WHAT YOU HAVE TO DO —
List every line in the material below that contains the string "mask". Case counts.

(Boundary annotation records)

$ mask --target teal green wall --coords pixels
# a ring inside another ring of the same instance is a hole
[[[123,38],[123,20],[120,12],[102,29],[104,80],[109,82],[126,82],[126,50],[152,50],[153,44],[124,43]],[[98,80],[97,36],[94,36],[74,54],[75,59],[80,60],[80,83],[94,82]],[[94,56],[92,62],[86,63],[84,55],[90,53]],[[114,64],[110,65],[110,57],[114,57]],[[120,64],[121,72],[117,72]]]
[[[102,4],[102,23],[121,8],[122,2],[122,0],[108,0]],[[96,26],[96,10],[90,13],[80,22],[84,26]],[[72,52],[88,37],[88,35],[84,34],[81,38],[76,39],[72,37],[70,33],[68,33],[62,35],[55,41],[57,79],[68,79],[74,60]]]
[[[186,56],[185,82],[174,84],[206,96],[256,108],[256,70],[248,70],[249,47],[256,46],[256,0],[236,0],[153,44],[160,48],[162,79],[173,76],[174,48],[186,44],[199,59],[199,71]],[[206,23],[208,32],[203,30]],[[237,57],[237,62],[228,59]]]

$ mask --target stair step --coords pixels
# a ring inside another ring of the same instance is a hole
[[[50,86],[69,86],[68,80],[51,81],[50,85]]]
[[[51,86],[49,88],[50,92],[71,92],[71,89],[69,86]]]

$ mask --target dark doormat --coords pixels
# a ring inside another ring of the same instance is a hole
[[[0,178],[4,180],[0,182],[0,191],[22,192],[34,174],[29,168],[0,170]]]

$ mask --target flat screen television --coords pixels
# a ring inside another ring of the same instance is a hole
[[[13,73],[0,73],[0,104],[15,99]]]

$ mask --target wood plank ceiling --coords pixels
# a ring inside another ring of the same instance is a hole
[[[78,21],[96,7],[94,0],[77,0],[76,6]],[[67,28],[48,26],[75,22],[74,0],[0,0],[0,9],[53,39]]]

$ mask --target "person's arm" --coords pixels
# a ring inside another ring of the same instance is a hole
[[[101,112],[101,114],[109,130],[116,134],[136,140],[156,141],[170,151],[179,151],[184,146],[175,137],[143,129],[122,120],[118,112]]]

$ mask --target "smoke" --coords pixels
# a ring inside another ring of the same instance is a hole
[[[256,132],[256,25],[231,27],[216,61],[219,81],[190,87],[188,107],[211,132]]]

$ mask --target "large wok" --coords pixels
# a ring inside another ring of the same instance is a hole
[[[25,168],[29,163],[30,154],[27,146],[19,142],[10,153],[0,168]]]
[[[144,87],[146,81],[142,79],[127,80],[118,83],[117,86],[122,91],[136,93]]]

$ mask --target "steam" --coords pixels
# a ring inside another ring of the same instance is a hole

WRITTEN ANSWER —
$ mask --target teal green wall --coords pixels
$ mask --target stair step --coords pixels
$ mask --target dark doormat --coords pixels
$ mask --target flat screen television --coords pixels
$ mask --target wood plank ceiling --coords pixels
$ mask --target "person's arm" --coords pixels
$ mask --target "smoke" --coords pixels
$ mask --target "large wok" --coords pixels
$ mask --target "steam" --coords pixels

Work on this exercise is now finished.